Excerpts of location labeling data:

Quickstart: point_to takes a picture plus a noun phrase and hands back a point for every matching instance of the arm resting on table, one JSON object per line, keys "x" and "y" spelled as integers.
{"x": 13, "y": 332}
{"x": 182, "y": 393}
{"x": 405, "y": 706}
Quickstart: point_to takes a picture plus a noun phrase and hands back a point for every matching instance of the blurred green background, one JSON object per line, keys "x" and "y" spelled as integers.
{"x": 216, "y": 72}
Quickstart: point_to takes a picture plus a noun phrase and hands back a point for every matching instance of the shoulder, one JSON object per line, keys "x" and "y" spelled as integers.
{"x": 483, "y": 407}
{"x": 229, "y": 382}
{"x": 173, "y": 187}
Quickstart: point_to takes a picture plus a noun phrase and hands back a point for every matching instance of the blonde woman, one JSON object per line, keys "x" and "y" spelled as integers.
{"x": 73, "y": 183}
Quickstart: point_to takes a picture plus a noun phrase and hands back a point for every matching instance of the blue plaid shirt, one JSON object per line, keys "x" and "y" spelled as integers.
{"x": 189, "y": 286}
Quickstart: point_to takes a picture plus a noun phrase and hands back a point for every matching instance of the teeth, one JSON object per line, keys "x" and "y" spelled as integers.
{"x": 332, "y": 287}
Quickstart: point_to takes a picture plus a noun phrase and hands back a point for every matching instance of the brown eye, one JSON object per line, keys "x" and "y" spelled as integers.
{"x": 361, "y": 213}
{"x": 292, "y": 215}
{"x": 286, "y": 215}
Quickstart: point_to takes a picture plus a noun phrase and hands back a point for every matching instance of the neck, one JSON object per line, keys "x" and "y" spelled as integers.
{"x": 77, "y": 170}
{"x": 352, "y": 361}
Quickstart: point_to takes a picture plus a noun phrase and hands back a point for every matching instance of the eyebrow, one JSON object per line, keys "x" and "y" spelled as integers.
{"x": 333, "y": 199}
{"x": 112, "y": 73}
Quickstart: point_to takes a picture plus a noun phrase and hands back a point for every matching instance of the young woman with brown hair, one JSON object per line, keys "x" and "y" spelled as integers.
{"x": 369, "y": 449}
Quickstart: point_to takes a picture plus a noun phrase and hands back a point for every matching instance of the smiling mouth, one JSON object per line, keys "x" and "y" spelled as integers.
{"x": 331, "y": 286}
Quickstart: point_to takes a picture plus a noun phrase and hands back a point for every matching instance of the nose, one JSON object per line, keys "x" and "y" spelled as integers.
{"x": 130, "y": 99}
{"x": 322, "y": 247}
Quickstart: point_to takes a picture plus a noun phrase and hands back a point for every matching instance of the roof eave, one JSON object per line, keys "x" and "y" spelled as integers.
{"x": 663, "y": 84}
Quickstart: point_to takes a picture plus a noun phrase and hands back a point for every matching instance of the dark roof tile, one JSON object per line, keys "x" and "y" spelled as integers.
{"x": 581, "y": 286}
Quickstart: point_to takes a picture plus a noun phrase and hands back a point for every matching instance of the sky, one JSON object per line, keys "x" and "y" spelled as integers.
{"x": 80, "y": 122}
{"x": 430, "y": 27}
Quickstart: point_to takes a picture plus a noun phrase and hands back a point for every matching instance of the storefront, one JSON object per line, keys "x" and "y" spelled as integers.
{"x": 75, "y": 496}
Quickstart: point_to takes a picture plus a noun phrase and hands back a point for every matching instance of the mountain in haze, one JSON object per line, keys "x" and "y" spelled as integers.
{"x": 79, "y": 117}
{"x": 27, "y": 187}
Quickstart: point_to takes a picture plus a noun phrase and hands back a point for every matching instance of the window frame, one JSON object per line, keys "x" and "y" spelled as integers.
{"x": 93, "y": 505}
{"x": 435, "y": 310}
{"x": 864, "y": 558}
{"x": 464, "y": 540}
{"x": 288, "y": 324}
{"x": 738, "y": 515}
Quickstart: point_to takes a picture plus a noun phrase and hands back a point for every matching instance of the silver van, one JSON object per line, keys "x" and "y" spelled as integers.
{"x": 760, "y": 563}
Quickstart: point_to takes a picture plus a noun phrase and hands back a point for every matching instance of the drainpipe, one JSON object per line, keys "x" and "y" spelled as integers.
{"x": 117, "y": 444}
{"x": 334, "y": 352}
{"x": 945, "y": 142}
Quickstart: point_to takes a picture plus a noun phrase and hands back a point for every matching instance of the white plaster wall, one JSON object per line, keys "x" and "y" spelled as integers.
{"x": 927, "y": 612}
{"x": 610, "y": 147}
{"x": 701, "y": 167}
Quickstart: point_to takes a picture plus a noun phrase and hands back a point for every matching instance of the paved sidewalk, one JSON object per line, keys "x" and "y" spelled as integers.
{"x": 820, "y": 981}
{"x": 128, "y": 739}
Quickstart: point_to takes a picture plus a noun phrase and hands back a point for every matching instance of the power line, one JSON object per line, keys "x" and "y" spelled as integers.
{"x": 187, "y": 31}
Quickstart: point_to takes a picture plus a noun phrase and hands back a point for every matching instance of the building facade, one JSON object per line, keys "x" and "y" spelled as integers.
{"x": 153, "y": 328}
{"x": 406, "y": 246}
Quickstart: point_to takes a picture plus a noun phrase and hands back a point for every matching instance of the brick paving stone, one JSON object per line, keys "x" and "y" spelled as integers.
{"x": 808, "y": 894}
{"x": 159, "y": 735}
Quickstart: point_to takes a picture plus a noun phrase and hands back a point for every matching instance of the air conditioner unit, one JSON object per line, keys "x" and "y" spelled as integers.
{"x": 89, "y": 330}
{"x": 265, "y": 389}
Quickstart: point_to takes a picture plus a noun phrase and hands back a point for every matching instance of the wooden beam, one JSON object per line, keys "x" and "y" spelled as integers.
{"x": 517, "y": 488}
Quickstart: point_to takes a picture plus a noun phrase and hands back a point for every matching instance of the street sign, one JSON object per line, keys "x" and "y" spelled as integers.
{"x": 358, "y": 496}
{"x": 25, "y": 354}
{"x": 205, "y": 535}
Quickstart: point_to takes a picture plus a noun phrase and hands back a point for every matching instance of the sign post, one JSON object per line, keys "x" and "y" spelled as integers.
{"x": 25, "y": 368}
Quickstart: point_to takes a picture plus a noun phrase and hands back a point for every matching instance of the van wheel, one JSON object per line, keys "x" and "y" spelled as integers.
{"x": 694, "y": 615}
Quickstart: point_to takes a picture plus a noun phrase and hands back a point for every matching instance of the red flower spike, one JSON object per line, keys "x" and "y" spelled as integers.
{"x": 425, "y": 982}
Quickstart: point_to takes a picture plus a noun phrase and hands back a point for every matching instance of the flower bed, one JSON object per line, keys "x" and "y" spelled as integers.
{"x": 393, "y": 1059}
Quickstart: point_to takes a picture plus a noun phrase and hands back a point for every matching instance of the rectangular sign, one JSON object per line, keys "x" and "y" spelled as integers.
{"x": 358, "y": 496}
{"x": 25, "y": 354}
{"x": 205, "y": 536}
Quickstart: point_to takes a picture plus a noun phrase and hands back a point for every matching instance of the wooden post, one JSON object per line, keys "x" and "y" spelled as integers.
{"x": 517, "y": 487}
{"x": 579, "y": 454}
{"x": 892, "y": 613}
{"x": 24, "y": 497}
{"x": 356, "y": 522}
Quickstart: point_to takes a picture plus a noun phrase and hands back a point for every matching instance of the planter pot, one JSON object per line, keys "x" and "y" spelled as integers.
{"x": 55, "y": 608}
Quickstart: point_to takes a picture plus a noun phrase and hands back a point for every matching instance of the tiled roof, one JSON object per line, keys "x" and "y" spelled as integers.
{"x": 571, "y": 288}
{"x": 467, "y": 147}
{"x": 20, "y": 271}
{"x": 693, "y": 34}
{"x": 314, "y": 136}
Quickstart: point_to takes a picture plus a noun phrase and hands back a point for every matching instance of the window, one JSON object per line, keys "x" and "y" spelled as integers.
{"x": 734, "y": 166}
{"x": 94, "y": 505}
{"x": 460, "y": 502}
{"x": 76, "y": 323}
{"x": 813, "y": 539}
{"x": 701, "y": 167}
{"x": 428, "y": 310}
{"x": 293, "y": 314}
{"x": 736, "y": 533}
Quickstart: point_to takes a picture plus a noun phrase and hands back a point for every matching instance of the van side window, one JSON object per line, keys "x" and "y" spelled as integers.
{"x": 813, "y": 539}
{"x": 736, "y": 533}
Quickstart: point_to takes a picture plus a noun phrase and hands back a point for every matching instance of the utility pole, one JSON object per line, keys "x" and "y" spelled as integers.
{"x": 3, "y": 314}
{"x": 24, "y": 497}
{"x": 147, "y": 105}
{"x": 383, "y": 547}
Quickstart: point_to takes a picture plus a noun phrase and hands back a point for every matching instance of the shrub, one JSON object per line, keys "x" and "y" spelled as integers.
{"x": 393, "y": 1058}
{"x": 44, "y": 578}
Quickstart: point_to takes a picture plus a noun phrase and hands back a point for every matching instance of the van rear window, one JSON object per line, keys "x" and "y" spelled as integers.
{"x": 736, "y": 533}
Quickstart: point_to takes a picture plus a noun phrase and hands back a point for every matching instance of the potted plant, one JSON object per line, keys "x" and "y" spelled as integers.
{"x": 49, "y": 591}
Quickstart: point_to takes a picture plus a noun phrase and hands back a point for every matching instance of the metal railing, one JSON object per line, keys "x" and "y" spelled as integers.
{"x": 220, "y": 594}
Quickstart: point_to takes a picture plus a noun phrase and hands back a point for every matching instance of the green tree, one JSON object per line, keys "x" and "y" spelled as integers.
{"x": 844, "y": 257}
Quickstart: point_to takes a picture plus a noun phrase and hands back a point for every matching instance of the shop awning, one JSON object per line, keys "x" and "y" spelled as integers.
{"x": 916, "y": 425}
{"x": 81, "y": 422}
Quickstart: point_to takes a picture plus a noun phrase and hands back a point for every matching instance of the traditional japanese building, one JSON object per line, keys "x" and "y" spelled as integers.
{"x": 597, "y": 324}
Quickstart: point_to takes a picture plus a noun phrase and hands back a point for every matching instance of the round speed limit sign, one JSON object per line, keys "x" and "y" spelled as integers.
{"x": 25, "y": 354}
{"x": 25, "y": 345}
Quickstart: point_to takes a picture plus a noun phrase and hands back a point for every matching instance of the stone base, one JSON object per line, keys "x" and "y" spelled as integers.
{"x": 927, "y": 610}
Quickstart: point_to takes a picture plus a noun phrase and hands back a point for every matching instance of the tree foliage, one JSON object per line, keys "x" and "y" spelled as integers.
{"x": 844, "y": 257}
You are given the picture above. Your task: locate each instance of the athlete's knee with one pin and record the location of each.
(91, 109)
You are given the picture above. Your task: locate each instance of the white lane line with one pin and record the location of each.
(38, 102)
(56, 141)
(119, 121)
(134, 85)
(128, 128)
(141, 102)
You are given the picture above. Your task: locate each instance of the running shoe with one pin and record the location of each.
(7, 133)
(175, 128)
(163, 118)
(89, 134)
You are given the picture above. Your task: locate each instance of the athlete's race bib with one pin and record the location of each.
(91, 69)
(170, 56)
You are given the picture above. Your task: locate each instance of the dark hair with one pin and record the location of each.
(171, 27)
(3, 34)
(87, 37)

**STATED GOAL:**
Copy the rows between the one holding "the athlete's race" and the end of the rows, inclusive, keeping the requests, and multiply every coordinate in the answers by 2.15, rounding to whole numbers with halves rounded up.

**IN RESPONSE:**
You are given the picture above. Your task: locate each instance of the athlete's race bib with one pin and record the location of each.
(196, 148)
(366, 120)
You are given the picture above. Your task: locate each instance of the dark hair with one pin and record the location of each.
(368, 58)
(6, 73)
(187, 80)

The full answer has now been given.